= REQUIREMENTS =
Write the next part of the post about the enamel bangle and its dating, continuing after its final sentence.

= QUOTED PASSAGE =
Some detailed pictures of my "50 year old bangle" (< THAT really was stated by one sophisticated forum member; but that is for sure not my opinion, ) to sum it up. The blue is way more dark, deep/intense ( unmatched in relation to the other colors, it is hard to take a proper photo ) in reality, than other colors; the red is too. It should be a mixup of old recipes ( the traditional blue and the traditional red combined with fresh western enamels ); judged by the irregularities of the surface of specific colors, considering their composition - it is late Ming up to Qianlong;( more likely i have to admit it is Qianlong era; thats it.)
Did some warmer light filtering similar to that christies used with their champleve bowl. ( upper part, official christies in zoom mode is not altered - so the same for all )
Good for comparing structure; pitting; and wear too. ( take a magnifiyng glass; since there seems to be no zoom function )

= DATA SHOWN =
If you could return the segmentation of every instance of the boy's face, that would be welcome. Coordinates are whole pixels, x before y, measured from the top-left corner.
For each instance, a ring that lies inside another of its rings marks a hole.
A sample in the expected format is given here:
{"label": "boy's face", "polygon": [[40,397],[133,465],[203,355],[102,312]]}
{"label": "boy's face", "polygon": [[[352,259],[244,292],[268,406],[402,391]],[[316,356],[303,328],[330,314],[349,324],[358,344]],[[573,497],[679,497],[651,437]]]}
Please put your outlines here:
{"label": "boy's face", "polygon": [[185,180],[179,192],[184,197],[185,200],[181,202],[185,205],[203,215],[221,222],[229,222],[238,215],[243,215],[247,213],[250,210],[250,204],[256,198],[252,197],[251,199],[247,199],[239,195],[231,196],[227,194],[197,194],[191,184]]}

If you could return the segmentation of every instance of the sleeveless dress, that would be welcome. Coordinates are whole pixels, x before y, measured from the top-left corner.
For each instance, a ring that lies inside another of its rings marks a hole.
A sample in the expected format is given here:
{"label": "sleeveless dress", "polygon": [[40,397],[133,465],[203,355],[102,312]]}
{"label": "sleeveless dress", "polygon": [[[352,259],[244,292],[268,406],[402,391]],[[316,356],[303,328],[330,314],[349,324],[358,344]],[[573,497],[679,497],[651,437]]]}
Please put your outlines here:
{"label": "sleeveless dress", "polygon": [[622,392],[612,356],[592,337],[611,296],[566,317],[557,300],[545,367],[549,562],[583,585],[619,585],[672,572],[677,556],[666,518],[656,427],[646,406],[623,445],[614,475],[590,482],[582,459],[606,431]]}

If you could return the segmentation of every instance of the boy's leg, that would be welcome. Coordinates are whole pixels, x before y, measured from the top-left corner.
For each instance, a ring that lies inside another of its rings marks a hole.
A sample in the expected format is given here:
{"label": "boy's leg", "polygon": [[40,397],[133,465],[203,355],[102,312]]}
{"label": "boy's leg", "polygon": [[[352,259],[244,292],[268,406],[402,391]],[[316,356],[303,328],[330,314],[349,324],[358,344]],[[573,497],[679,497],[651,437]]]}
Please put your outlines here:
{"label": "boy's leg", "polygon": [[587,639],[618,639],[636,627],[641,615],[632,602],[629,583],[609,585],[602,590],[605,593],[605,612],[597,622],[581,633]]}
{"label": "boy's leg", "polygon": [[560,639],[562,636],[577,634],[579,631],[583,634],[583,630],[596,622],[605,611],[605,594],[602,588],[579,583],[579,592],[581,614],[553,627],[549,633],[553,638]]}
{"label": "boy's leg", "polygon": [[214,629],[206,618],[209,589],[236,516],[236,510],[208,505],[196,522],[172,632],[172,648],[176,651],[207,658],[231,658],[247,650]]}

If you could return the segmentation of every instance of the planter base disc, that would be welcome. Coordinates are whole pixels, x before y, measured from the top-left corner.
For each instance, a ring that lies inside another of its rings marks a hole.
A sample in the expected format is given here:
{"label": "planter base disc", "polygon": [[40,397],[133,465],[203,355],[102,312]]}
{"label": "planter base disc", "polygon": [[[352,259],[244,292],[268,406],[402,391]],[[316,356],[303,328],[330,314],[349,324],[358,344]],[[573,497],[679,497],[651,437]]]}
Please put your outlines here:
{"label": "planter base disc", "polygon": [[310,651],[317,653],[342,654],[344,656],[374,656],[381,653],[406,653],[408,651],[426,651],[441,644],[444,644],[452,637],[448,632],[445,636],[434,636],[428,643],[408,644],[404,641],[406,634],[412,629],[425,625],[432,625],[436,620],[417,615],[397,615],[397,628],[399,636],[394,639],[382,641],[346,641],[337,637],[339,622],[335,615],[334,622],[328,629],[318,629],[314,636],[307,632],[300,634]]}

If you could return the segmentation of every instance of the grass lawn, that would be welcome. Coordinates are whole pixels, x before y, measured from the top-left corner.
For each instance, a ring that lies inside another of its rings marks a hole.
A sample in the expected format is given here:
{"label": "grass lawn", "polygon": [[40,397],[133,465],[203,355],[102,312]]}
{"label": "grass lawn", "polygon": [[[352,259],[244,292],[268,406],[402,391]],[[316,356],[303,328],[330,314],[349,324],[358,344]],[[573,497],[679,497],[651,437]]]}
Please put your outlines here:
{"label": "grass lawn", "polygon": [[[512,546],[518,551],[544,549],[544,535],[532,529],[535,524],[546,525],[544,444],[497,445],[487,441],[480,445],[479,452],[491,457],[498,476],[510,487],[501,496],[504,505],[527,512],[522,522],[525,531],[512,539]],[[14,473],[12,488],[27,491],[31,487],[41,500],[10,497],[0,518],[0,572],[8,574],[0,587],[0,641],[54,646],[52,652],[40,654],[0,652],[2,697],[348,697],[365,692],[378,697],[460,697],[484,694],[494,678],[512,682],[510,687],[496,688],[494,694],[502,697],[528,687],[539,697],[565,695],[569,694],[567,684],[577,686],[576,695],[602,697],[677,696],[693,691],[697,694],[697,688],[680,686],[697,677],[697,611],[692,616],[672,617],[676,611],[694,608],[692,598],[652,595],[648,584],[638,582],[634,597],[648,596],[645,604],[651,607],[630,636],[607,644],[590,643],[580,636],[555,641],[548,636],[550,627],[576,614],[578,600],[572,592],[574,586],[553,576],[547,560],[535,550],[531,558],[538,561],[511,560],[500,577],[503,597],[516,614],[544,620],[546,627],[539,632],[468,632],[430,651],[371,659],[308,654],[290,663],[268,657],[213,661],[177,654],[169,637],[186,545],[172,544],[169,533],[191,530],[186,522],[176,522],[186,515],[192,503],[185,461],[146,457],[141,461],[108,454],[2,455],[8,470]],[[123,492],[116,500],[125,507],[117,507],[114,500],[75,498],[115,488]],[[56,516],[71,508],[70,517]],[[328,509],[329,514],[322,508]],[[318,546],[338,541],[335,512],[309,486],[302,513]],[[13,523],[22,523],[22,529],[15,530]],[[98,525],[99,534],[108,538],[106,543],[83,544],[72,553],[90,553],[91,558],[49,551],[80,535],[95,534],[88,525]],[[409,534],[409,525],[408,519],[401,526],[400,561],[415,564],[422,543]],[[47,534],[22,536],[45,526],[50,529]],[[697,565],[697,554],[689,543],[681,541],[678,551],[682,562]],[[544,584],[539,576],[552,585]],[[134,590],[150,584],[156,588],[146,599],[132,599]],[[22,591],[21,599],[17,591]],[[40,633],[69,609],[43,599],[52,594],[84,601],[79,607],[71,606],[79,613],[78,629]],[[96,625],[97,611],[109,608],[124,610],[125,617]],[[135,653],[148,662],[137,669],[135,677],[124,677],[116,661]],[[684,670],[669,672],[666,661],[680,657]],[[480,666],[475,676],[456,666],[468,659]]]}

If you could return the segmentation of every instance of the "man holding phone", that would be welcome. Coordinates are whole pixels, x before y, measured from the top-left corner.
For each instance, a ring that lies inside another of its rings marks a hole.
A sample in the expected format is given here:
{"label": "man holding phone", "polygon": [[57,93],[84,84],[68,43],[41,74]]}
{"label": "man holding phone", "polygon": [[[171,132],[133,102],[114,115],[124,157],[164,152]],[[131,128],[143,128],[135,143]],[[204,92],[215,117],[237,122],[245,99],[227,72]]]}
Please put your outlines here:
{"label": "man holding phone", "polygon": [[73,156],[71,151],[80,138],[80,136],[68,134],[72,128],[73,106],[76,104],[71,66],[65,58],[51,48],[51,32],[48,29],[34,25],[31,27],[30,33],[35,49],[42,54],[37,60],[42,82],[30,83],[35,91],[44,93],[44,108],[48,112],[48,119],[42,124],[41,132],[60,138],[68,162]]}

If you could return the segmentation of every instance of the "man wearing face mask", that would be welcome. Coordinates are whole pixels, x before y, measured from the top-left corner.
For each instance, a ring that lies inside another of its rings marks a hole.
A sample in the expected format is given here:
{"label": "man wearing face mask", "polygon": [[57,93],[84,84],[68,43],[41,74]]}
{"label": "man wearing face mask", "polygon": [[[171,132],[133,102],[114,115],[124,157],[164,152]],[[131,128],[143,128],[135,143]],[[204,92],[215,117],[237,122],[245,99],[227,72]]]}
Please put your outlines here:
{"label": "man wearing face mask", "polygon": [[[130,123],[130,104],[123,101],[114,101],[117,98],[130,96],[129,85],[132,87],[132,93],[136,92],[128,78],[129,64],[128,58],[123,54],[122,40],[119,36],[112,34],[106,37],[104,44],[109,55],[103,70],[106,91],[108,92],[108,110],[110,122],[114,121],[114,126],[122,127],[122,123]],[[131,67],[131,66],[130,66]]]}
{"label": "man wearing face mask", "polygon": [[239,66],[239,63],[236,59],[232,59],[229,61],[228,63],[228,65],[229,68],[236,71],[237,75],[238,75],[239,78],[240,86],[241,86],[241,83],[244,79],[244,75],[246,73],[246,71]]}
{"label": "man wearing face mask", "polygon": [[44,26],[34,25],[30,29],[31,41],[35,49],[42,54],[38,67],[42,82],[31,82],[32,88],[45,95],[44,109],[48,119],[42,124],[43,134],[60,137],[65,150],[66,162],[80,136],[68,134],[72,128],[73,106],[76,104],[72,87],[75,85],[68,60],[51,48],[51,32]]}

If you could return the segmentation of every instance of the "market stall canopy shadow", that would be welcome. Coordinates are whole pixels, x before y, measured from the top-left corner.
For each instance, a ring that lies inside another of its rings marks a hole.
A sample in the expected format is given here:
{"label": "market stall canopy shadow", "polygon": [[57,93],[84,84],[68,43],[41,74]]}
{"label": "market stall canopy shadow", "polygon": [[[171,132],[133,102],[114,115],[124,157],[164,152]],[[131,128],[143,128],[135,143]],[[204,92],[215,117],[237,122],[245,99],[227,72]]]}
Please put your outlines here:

= OUTPUT OF THE EXERCISE =
Or right click, save target.
@dante You are beating a dead horse, no one is witholding information from you on the forum. I think this is a case of where the answers you seek will have to come from a specialized expert. I for one, truly have no idea on the age of your bracelet, if you find one of the majors willing to accept it into a sale, then they will assign a tentative date for it. Good luck in your research. Best of fortune, Sharon
Yes; perhaps better to close it.
Yes; i´ll do.
Okay; don´t want to be any forum member to be bored to tears; but while waiting for answer of some decent auction houses i want to share a little info, first a device for copying poems or the like by focussing it and weighting a more transparent paper above it, time and periode in my opinion. ( http://121.40.230.137/auction5_det.php?ccid=1250&id=197178&n=3529 ) < not that ring is an imitation; it was just used to copy text.
And then an interesting statement of one not identyfiable person quoting some probably good sources : http://m.lyktxs.com/news/22480.html ( use a translation plug in if your chinese is as good as mine...; works well in firefox )
I can't enlarge it very well, but I can see similarities. That doesn’t mean I am convinced, though. 😊
The second piece translates too badly, I can't follow it. It keeps saying it is called cloisonné because of the colours, whereas it is well-known that the term cloisonné comes from cloison. Something obviously went wrong in the translation.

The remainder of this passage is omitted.